• Task brief: Copy out the stretch of entries below, word for word, from the line containing "the cow's eye" through the end of the entries.

** Start Materials provided **

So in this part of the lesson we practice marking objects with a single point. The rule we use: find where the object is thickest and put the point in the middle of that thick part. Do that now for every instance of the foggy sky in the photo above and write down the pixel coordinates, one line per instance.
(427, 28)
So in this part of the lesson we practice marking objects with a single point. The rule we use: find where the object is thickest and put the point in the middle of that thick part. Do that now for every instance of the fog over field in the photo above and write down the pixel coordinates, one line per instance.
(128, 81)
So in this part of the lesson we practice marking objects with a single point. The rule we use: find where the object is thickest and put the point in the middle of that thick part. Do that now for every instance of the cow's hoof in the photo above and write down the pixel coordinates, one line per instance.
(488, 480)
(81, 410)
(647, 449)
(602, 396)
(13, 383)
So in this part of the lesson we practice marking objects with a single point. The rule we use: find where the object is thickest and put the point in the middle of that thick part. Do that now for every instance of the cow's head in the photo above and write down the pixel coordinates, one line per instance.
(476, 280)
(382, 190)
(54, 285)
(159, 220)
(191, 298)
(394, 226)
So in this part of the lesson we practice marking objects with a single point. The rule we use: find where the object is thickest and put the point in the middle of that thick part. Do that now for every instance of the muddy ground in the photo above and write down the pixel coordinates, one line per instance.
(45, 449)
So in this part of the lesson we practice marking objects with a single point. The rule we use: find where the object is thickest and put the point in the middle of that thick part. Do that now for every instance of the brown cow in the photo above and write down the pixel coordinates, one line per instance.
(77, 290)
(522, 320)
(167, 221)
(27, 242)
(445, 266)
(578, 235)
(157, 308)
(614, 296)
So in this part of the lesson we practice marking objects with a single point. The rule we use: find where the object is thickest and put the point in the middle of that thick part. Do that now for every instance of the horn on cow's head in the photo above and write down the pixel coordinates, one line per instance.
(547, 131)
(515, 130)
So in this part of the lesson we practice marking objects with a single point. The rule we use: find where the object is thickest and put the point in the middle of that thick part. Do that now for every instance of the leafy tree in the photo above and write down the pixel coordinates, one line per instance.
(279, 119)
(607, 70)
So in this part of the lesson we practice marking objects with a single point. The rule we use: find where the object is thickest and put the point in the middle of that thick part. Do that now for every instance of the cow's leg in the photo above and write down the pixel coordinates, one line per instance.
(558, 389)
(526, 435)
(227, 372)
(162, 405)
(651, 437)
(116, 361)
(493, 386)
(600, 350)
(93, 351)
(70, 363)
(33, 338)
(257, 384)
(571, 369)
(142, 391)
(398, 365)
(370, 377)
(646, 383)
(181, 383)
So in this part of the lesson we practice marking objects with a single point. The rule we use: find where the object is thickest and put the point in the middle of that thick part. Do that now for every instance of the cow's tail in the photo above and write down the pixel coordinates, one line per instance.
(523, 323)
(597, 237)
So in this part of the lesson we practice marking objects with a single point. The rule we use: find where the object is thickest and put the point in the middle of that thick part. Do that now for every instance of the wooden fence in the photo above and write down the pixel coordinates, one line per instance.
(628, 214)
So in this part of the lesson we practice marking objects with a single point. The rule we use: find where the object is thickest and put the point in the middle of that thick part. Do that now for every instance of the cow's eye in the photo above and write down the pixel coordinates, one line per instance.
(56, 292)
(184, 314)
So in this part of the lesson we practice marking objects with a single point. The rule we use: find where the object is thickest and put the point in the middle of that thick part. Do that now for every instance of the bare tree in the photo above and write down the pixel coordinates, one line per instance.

** End Materials provided **

• Answer to the task:
So in this part of the lesson we practice marking objects with a single point. The rule we use: find where the object is thickest and put the point in the middle of that thick part. Do that now for every instance of the cow's eye in the photo above and write down the pixel coordinates, one line per instance.
(56, 292)
(184, 314)
So in this part of the lesson we practice marking objects with a single point. The rule we use: find where the object is thickest and put the point in the middle of that thick part. Do that now for every instance of the bare tree in the photo above and write down the pixel coordinates, one line per instance.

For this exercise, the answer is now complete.